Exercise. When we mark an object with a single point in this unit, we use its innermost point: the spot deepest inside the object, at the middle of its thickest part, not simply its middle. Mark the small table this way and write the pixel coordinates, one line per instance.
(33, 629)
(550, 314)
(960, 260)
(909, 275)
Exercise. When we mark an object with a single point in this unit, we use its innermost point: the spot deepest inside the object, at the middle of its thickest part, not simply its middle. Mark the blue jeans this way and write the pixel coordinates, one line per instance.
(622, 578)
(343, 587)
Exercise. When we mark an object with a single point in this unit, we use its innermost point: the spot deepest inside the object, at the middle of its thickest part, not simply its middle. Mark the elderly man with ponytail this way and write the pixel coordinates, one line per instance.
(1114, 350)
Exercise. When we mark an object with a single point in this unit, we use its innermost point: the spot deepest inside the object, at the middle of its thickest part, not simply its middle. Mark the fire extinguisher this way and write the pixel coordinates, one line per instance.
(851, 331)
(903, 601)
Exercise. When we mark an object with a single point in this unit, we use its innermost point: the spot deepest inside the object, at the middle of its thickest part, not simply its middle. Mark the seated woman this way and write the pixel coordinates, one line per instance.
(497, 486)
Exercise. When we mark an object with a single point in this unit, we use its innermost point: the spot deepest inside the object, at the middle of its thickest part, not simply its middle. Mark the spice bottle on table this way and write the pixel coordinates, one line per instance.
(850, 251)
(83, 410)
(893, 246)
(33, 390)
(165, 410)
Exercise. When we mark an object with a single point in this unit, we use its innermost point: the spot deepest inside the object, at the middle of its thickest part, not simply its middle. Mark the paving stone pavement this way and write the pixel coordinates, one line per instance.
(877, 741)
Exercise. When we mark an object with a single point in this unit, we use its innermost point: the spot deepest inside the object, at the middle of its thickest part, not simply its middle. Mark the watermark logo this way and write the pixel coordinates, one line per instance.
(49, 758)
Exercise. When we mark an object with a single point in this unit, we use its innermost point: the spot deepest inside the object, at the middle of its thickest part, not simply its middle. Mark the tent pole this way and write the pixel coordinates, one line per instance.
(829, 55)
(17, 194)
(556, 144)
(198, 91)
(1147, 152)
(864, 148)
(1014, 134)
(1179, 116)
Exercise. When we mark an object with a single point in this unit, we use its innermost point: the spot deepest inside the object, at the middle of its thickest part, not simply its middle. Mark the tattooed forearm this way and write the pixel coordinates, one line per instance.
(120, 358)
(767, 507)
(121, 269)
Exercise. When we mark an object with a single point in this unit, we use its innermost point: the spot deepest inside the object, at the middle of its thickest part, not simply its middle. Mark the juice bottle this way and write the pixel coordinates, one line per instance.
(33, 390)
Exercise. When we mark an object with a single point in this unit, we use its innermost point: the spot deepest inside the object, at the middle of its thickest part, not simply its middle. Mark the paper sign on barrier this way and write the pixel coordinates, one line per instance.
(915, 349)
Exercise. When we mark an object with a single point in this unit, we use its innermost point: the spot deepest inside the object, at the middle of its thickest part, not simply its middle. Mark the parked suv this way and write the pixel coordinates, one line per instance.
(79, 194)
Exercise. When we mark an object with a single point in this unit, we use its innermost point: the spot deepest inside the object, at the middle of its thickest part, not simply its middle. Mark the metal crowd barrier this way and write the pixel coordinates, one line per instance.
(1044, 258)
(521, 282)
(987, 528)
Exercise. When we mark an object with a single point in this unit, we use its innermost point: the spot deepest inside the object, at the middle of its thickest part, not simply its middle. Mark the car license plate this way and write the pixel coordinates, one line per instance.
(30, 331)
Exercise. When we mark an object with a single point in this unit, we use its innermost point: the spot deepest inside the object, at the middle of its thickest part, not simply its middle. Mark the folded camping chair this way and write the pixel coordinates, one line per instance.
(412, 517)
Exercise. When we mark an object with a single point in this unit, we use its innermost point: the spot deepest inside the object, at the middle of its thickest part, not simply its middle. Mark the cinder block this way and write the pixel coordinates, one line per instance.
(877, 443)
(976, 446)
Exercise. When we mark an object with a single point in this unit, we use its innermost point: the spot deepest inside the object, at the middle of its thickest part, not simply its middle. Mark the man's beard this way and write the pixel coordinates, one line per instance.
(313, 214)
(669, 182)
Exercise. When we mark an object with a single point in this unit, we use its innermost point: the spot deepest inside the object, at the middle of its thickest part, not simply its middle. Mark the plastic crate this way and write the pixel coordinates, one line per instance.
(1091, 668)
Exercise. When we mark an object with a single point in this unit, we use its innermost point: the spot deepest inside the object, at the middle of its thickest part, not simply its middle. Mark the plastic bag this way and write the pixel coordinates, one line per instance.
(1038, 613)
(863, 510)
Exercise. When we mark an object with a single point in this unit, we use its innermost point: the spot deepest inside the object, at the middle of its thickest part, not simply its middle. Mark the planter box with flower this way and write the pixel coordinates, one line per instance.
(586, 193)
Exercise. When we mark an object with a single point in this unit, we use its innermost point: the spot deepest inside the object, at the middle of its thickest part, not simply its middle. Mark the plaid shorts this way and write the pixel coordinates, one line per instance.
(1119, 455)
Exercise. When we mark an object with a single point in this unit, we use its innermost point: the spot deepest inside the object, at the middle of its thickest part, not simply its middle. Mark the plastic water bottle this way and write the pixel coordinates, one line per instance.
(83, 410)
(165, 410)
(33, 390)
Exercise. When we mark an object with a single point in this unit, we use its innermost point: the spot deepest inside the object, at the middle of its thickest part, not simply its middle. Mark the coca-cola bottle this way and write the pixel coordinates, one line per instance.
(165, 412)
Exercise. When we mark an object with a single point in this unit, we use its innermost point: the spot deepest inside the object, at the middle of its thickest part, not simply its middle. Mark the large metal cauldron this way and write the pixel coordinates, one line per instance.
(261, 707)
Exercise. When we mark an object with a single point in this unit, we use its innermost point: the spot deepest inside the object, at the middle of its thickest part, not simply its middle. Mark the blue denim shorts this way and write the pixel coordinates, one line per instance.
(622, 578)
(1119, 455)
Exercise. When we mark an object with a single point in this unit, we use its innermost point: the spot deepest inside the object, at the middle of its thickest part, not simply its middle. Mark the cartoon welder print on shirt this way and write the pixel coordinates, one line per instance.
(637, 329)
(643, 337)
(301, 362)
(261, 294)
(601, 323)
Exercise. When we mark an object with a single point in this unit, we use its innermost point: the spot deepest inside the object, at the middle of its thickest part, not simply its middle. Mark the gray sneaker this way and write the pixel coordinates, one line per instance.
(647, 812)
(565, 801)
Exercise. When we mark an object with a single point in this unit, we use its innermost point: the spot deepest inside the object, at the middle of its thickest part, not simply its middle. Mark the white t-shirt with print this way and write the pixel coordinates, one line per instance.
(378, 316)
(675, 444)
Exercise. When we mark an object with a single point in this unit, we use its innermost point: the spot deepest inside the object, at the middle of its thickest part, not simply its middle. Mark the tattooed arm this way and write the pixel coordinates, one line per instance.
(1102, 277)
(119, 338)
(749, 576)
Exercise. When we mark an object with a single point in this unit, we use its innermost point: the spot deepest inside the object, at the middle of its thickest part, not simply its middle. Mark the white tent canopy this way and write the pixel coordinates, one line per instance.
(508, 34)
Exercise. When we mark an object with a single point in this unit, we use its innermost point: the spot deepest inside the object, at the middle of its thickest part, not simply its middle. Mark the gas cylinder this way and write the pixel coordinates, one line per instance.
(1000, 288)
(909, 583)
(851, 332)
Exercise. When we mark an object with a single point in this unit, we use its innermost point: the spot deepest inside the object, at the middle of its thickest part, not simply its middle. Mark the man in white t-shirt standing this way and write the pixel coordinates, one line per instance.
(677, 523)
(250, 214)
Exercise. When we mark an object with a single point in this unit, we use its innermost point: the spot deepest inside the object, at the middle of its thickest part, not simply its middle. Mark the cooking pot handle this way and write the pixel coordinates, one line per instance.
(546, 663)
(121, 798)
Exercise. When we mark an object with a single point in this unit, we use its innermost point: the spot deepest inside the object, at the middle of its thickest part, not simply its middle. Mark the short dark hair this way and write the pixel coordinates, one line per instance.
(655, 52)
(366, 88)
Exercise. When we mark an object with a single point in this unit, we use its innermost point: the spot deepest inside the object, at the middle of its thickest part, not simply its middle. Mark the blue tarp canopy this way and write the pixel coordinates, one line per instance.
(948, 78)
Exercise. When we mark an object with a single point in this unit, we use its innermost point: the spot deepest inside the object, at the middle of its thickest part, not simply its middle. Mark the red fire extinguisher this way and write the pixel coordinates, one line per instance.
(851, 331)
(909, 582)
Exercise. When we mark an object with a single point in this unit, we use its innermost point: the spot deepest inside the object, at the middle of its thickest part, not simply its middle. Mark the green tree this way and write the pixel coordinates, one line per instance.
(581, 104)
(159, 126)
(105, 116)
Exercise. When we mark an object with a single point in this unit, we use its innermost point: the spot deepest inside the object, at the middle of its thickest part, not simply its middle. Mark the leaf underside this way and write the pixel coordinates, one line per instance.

==*==

▶ **Set problem**
Rewrite everything from the line containing "Mark the short" down to the end of the entries as a Markdown table with the columns Row and Line. Number each line in Row, and leave out any blank lines.

▶ **Worked answer**
| Row | Line |
|---|---|
| 1 | Exercise. When we mark an object with a single point in this unit, we use its innermost point: the spot deepest inside the object, at the middle of its thickest part, not simply its middle. Mark the short dark hair this way and write the pixel coordinates, one line per instance. |
| 2 | (655, 52) |
| 3 | (366, 88) |
| 4 | Exercise. When we mark an object with a single point in this unit, we use its innermost point: the spot deepest inside the object, at the middle of its thickest part, not simply its middle. Mark the blue tarp canopy this way and write the pixel coordinates, one line per instance. |
| 5 | (948, 78) |
| 6 | Exercise. When we mark an object with a single point in this unit, we use its innermost point: the spot deepest inside the object, at the middle of its thickest part, not simply its middle. Mark the red fire extinguisher this way and write the pixel coordinates, one line per instance. |
| 7 | (851, 331) |
| 8 | (909, 582) |
| 9 | Exercise. When we mark an object with a single point in this unit, we use its innermost point: the spot deepest inside the object, at the middle of its thickest part, not simply its middle. Mark the green tree this way and write the pixel coordinates, one line per instance. |
| 10 | (581, 104) |
| 11 | (159, 126) |
| 12 | (105, 116) |
| 13 | Exercise. When we mark an object with a single point in this unit, we use its innermost point: the spot deepest inside the object, at the middle of its thickest part, not simply its middle. Mark the leaf underside this way and write the pixel coordinates, one line per instance. |